Duplicate the stretch of the CASEFOLD() thread text from "Same data as" through "SQL function CASEFOLD().", word for word.

== Source text ==
* Start *
Re: Add CASEFOLD() function.

Jeff Davis <pgsql@j-davis.com>

From: Jeff Davis <pgsql@j-davis.com>
To: Peter Eisentraut <peter@eisentraut.org>, Joe Conway <mail@joeconway.com>, Ian Lawrence Barwick <barwick@gmail.com>
Cc: pgsql-hackers@postgresql.org
Date: 2025-01-18T00:34:43Z
Lists: pgsql-hackers

Commits

Same data as JSON: GET /api/v1/messages/:b64id/commits the thread's linked commits as JSON, with link sources. API reference →
  1. Fix PDF doc build.

  2. Add SQL function CASEFOLD().

  3. Add support for Unicode case folding.

Attachments

On Fri, 2025-01-10 at 16:27 -0800, Jeff Davis wrote:
> New patch series attached.

v5 attached.

This version is rebased over the Full Case Mapping support, and
supports Default Case Folding when using the PG_UNICODE_FAST collation.
* End *
== Provided data ==
* Start *
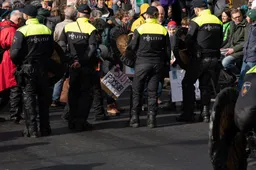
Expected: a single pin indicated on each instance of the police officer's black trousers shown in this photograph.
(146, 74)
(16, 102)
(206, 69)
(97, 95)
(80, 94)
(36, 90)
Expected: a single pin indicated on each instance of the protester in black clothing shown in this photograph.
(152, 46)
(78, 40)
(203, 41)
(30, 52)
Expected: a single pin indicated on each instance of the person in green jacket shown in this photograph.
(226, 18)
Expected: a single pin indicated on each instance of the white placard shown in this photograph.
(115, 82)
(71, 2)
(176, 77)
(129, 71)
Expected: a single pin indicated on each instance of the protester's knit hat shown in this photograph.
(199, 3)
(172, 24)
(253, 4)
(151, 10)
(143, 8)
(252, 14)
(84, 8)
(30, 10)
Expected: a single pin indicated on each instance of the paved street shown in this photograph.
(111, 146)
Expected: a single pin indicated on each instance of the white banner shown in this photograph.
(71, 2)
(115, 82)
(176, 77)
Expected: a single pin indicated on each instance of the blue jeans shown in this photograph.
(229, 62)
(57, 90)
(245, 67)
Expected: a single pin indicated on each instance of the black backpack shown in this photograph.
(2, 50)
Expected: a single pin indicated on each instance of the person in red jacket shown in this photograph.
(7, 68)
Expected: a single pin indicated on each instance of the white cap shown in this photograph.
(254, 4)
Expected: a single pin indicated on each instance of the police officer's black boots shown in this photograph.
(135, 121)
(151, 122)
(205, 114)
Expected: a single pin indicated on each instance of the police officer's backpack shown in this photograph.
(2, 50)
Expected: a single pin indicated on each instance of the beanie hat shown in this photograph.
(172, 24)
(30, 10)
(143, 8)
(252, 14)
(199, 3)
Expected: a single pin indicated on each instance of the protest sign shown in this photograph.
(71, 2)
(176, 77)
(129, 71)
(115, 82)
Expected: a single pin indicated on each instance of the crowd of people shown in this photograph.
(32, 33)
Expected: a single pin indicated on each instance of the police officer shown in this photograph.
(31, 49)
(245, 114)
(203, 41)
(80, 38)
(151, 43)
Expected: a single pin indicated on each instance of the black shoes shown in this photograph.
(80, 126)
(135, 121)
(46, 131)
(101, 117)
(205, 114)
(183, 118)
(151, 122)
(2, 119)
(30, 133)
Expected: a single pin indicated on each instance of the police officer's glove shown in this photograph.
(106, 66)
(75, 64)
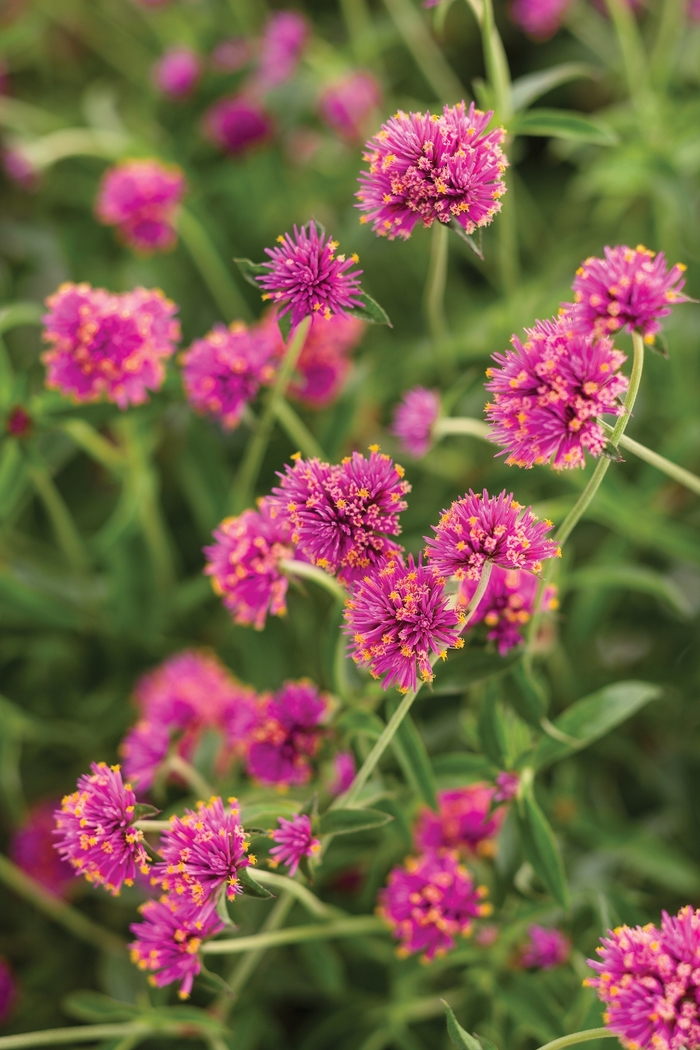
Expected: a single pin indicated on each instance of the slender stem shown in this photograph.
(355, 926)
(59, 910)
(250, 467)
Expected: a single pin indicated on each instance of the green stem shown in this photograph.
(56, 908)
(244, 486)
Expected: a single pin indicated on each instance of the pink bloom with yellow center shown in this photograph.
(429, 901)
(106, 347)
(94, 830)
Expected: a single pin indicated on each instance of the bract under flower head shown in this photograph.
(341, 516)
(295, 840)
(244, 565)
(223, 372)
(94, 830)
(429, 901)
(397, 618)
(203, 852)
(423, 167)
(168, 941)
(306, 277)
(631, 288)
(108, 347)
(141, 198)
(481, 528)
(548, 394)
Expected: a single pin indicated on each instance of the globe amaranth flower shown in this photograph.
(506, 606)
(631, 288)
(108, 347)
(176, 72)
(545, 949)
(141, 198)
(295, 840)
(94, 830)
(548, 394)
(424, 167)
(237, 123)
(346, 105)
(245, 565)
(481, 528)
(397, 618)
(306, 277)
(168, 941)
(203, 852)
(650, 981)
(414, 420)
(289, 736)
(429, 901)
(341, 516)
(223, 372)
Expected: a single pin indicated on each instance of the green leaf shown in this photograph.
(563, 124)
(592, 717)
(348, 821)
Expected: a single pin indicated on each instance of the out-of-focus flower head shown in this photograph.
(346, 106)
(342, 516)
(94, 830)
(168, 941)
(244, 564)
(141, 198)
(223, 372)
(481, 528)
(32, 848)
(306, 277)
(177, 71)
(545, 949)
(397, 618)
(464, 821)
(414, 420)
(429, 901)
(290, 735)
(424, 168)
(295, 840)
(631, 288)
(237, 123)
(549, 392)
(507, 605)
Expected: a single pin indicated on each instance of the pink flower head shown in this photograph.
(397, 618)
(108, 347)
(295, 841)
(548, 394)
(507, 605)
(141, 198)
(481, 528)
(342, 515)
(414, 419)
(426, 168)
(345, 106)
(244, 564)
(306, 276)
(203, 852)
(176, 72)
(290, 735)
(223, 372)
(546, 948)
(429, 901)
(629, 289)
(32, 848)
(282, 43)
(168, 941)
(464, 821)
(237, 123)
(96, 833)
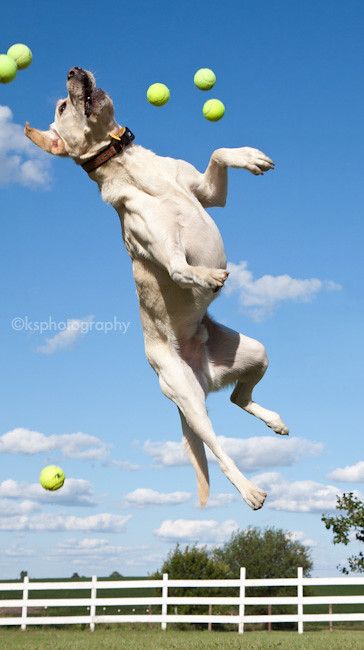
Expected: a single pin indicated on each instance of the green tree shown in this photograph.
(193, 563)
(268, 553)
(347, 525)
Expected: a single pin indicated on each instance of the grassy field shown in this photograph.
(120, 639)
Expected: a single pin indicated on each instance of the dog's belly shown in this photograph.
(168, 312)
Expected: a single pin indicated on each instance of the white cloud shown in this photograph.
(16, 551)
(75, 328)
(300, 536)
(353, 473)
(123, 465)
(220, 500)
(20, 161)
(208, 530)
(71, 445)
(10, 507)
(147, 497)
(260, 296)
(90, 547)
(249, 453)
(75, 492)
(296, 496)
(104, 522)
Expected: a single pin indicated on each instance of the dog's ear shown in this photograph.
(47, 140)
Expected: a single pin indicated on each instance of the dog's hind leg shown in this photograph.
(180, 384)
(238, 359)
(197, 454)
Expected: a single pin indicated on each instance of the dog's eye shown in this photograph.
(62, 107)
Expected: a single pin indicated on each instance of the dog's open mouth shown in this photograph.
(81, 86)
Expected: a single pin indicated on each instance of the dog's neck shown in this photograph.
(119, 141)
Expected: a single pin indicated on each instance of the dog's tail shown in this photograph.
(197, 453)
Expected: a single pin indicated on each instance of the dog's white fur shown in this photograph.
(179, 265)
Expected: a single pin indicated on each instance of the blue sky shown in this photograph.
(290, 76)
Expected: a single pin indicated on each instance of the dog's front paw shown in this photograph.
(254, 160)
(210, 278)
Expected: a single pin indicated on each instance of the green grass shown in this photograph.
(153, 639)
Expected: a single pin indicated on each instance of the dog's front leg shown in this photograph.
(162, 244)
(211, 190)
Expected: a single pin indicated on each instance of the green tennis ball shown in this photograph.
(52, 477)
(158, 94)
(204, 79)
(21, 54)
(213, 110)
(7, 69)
* End *
== Answer to this exercise ==
Same data as JSON: GET /api/v1/messages/:b64id/commits the thread's linked commits as JSON, with link sources. API reference →
  1. Fix PDF doc build.

  2. Add SQL function CASEFOLD().